◆ WORK REQUEST:
Convert all of the records below into a Markdown table with two columns, Row and Line. Put each line's number under Row and the line itself under Line, and leave out blank lines.

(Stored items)
______
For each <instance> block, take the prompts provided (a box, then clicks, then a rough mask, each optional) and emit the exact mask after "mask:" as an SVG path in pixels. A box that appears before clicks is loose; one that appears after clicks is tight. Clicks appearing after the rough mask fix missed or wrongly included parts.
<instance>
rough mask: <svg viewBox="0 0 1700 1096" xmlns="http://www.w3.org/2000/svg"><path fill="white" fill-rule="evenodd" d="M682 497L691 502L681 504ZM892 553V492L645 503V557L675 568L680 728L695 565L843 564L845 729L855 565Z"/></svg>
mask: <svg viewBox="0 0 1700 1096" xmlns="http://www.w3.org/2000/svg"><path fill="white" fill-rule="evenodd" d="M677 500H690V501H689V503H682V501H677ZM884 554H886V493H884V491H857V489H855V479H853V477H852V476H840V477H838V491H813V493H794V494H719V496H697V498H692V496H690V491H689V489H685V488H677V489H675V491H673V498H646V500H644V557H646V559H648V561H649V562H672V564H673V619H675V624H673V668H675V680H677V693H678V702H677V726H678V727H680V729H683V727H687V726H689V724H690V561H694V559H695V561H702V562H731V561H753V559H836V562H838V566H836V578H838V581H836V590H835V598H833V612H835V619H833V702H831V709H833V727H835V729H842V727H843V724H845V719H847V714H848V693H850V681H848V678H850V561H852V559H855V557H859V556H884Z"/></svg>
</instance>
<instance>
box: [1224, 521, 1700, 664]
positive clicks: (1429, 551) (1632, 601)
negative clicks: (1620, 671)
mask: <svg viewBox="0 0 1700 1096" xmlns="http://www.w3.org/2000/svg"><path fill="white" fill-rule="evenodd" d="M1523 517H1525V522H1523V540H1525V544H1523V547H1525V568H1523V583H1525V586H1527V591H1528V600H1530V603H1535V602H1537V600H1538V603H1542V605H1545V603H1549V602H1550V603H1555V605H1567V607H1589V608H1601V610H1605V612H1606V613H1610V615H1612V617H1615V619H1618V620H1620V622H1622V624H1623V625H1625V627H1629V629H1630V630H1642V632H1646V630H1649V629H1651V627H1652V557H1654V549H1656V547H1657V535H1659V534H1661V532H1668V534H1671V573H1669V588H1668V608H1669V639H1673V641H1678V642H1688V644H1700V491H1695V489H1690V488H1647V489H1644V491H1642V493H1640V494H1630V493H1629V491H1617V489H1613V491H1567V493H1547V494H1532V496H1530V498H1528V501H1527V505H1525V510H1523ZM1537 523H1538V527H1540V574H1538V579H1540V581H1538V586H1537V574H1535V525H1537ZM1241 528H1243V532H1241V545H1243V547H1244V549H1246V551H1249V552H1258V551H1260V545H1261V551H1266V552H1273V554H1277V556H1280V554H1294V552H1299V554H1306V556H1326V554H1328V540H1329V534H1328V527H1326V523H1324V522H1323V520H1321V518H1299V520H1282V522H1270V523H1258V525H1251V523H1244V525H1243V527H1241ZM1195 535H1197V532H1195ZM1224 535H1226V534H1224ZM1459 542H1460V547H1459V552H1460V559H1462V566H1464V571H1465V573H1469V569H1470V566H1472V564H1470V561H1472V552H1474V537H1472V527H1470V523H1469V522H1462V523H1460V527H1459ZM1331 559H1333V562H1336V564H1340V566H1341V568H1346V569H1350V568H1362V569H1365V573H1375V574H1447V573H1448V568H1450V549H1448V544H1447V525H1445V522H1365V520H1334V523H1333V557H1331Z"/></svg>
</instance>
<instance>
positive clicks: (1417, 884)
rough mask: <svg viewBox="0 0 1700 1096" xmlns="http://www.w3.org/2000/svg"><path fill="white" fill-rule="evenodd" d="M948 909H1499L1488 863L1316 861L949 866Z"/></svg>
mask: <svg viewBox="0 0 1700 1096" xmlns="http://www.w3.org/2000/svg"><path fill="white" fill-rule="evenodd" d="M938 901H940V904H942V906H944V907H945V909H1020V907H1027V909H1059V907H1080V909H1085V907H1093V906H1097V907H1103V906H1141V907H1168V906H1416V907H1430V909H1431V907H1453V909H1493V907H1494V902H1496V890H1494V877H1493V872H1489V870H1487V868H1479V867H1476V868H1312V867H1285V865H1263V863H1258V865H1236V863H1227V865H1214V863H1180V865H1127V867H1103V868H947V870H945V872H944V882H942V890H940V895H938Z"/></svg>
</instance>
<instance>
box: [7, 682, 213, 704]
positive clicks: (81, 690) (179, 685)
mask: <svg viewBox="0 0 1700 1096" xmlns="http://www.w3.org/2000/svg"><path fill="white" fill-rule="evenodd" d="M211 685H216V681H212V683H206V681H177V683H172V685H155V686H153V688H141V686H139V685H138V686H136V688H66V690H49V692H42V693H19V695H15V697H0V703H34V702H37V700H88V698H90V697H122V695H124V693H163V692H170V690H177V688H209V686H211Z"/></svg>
______
◆ RESPONSE:
| Row | Line |
|---|---|
| 1 | For each <instance> block, take the prompts provided (a box, then clicks, then a rough mask, each optional) and emit the exact mask after "mask:" as an SVG path in pixels. A box that appears before clicks is loose; one that appears after clicks is tight. Clicks appearing after the rough mask fix missed or wrongly included parts. |
| 2 | <instance> |
| 3 | rough mask: <svg viewBox="0 0 1700 1096" xmlns="http://www.w3.org/2000/svg"><path fill="white" fill-rule="evenodd" d="M682 497L691 502L681 504ZM892 553V492L645 503V557L675 568L680 728L695 565L843 564L845 729L855 565Z"/></svg> |
| 4 | mask: <svg viewBox="0 0 1700 1096" xmlns="http://www.w3.org/2000/svg"><path fill="white" fill-rule="evenodd" d="M677 500H690V501H689V503H682V501H677ZM884 554H886V493H884V491H857V489H855V479H853V477H852V476H840V477H838V491H813V493H794V494H719V496H697V498H692V496H690V491H689V489H685V488H677V489H675V491H673V498H646V500H644V557H646V559H648V561H649V562H672V564H673V619H675V624H673V668H675V680H677V693H678V702H677V726H678V727H680V729H683V727H687V726H689V724H690V561H694V559H695V561H702V562H731V561H753V559H836V562H838V566H836V578H838V581H836V590H835V598H833V612H835V619H833V702H831V709H833V727H835V729H842V727H843V724H845V719H847V714H848V693H850V681H848V678H850V561H852V559H855V557H859V556H884Z"/></svg> |
| 5 | </instance> |
| 6 | <instance> |
| 7 | box: [1224, 521, 1700, 664] |
| 8 | positive clicks: (1429, 551) (1632, 601) |
| 9 | negative clicks: (1620, 671) |
| 10 | mask: <svg viewBox="0 0 1700 1096" xmlns="http://www.w3.org/2000/svg"><path fill="white" fill-rule="evenodd" d="M1523 517H1525V522H1523V540H1525V544H1523V547H1525V568H1523V583H1525V586H1527V591H1528V600H1530V603H1535V602H1537V600H1538V603H1542V605H1545V603H1549V602H1550V603H1555V605H1567V607H1589V608H1601V610H1605V612H1606V613H1610V615H1612V617H1615V619H1618V620H1620V622H1622V624H1623V625H1625V627H1629V629H1630V630H1642V632H1646V630H1649V629H1651V627H1652V557H1654V549H1656V547H1657V535H1659V534H1661V532H1668V534H1671V573H1669V588H1668V608H1669V639H1673V641H1678V642H1688V644H1700V491H1695V489H1690V488H1647V489H1644V491H1642V493H1640V494H1630V493H1629V491H1617V489H1613V491H1567V493H1547V494H1532V496H1530V498H1528V501H1527V505H1525V510H1523ZM1537 523H1538V527H1540V574H1538V579H1540V581H1538V586H1537V574H1535V525H1537ZM1241 528H1243V532H1241V545H1243V547H1244V549H1246V551H1249V552H1258V551H1260V545H1261V551H1266V552H1273V554H1277V556H1280V554H1294V552H1299V554H1306V556H1326V554H1328V540H1329V534H1328V527H1326V523H1324V522H1323V520H1321V518H1299V520H1282V522H1270V523H1258V525H1251V523H1244V525H1243V527H1241ZM1195 535H1197V532H1195ZM1224 535H1226V534H1224ZM1459 542H1460V547H1459V552H1460V559H1462V566H1464V571H1465V573H1469V569H1470V566H1472V564H1470V561H1472V552H1474V537H1472V527H1470V523H1469V522H1462V523H1460V527H1459ZM1331 559H1333V562H1336V564H1340V566H1341V568H1346V569H1350V568H1362V569H1365V573H1375V574H1447V573H1448V568H1450V549H1448V544H1447V525H1445V522H1365V520H1334V523H1333V557H1331Z"/></svg> |
| 11 | </instance> |
| 12 | <instance> |
| 13 | positive clicks: (1417, 884) |
| 14 | rough mask: <svg viewBox="0 0 1700 1096" xmlns="http://www.w3.org/2000/svg"><path fill="white" fill-rule="evenodd" d="M948 909H1499L1488 863L1316 861L949 866Z"/></svg> |
| 15 | mask: <svg viewBox="0 0 1700 1096" xmlns="http://www.w3.org/2000/svg"><path fill="white" fill-rule="evenodd" d="M938 901H940V904H942V906H944V907H945V909H1020V907H1027V909H1059V907H1080V909H1085V907H1093V906H1097V907H1103V906H1141V907H1168V906H1416V907H1430V909H1431V907H1453V909H1493V907H1494V902H1496V890H1494V877H1493V872H1489V870H1487V868H1479V867H1476V868H1312V867H1285V865H1263V863H1258V865H1236V863H1227V865H1214V863H1180V865H1127V867H1103V868H947V870H945V872H944V882H942V890H940V895H938Z"/></svg> |
| 16 | </instance> |
| 17 | <instance> |
| 18 | box: [7, 682, 213, 704] |
| 19 | positive clicks: (81, 690) (179, 685) |
| 20 | mask: <svg viewBox="0 0 1700 1096" xmlns="http://www.w3.org/2000/svg"><path fill="white" fill-rule="evenodd" d="M211 685H216V681H212V683H206V681H177V683H172V685H155V686H153V688H141V686H139V685H138V686H136V688H66V690H49V692H42V693H19V695H15V697H0V703H34V702H37V700H88V698H90V697H122V695H124V693H163V692H170V690H177V688H209V686H211Z"/></svg> |